+++ Listing

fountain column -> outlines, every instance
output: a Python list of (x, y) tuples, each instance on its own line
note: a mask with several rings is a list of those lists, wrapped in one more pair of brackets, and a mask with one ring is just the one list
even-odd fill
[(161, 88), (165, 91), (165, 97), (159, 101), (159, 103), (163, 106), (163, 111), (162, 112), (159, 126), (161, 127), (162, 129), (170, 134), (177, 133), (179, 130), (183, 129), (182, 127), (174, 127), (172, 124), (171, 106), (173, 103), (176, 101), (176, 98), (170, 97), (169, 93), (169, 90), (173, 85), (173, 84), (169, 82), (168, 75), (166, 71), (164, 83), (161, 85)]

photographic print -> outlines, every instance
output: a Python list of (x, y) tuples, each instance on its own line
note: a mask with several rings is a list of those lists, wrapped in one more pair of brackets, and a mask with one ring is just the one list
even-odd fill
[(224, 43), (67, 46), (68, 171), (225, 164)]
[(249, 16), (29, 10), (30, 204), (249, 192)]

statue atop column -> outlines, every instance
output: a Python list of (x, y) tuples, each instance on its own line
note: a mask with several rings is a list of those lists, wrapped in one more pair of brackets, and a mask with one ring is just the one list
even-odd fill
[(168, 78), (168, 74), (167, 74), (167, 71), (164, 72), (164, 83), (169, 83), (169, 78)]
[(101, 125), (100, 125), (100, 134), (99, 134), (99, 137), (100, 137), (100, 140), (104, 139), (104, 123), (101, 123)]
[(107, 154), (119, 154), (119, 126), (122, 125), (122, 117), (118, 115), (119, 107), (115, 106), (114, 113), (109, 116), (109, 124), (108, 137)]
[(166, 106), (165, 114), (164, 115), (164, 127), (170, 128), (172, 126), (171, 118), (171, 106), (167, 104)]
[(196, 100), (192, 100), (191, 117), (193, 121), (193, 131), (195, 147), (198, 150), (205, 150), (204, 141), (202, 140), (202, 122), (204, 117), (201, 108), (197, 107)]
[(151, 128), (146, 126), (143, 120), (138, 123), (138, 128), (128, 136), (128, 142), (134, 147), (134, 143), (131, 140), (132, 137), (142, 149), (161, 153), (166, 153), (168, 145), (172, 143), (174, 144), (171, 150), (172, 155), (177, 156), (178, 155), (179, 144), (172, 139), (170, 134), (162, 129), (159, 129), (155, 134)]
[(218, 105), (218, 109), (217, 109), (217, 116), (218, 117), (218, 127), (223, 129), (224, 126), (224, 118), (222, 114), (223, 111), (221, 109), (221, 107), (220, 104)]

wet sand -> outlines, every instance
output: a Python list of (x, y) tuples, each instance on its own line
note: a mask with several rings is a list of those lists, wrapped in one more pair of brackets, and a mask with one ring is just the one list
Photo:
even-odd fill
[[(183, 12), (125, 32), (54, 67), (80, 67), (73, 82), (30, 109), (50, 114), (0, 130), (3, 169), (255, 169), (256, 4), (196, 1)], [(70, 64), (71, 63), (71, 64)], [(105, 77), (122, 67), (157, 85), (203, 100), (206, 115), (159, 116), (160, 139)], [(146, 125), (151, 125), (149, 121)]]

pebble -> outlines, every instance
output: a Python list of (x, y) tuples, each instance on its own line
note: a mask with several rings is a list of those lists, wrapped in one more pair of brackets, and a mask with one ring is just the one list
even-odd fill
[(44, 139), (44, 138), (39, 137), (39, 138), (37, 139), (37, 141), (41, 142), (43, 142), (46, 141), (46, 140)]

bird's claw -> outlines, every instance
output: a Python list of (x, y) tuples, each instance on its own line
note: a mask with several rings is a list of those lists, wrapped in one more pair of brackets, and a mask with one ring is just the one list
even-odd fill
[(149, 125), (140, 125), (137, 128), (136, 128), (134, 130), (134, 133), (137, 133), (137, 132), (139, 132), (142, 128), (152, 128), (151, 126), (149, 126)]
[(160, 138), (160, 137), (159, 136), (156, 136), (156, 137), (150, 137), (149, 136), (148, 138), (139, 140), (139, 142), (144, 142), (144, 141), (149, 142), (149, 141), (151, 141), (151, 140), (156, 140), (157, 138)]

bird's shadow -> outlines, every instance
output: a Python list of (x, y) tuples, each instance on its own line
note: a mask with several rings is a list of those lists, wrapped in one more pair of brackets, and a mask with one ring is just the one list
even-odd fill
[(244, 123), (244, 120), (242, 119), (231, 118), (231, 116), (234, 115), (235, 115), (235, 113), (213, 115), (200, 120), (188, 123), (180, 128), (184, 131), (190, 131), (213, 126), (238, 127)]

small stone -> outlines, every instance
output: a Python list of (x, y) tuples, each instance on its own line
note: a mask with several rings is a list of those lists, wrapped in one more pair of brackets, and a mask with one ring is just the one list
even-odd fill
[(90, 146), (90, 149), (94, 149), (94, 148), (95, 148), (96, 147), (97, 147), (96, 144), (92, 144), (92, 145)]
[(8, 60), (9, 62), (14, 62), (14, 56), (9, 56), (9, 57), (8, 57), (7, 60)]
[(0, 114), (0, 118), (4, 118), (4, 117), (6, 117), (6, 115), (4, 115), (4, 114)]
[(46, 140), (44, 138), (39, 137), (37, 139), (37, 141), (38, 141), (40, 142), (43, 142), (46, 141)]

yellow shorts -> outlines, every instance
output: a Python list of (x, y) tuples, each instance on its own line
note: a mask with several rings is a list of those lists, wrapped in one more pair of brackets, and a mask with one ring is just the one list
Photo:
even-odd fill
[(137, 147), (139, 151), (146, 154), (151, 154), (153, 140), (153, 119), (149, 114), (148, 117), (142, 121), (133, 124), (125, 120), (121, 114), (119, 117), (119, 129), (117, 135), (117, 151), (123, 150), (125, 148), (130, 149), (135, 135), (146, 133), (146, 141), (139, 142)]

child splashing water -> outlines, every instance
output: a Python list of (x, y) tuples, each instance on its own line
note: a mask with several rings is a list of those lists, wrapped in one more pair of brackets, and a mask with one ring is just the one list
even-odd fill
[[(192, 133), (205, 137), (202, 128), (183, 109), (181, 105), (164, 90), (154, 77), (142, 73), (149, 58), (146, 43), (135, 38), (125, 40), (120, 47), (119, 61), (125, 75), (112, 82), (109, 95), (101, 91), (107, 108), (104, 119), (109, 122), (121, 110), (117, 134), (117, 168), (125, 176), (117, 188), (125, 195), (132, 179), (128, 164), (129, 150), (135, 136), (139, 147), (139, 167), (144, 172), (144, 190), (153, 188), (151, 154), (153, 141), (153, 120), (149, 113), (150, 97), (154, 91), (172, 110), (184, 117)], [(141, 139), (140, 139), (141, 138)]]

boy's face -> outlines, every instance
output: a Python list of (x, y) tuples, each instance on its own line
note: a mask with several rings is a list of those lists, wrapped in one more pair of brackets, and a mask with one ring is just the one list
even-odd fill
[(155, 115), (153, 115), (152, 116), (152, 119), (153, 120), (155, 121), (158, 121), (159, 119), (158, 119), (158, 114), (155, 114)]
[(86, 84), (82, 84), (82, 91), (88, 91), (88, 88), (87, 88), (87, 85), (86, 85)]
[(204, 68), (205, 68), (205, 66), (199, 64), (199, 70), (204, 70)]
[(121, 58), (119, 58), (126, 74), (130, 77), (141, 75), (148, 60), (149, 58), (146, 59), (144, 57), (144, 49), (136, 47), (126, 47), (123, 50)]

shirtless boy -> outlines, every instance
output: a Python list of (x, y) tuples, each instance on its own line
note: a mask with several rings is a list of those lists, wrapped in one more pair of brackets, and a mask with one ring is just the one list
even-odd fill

++++++

_Description of the task_: Rewrite the data from its very start through the line containing "83), (161, 85)]", with both of those ends included, and add 58 to every coordinate in the answers. Reproduce the rest of those lines unchanged, and leave out every line after that point.

_Problem solution_:
fountain column -> outlines, every instance
output: a Python list of (x, y) tuples, each instance on its own line
note: a mask with several rings is a list of those lists, wrapped in one more pair of brackets, and a mask with one ring is just the one list
even-odd fill
[(219, 146), (223, 149), (223, 155), (217, 159), (217, 161), (221, 164), (221, 169), (220, 170), (217, 184), (219, 185), (220, 187), (228, 192), (235, 191), (237, 188), (241, 187), (240, 185), (232, 185), (230, 182), (229, 164), (231, 161), (234, 159), (234, 156), (228, 155), (227, 151), (227, 148), (231, 143), (231, 142), (227, 140), (226, 133), (224, 129), (222, 141), (219, 143)]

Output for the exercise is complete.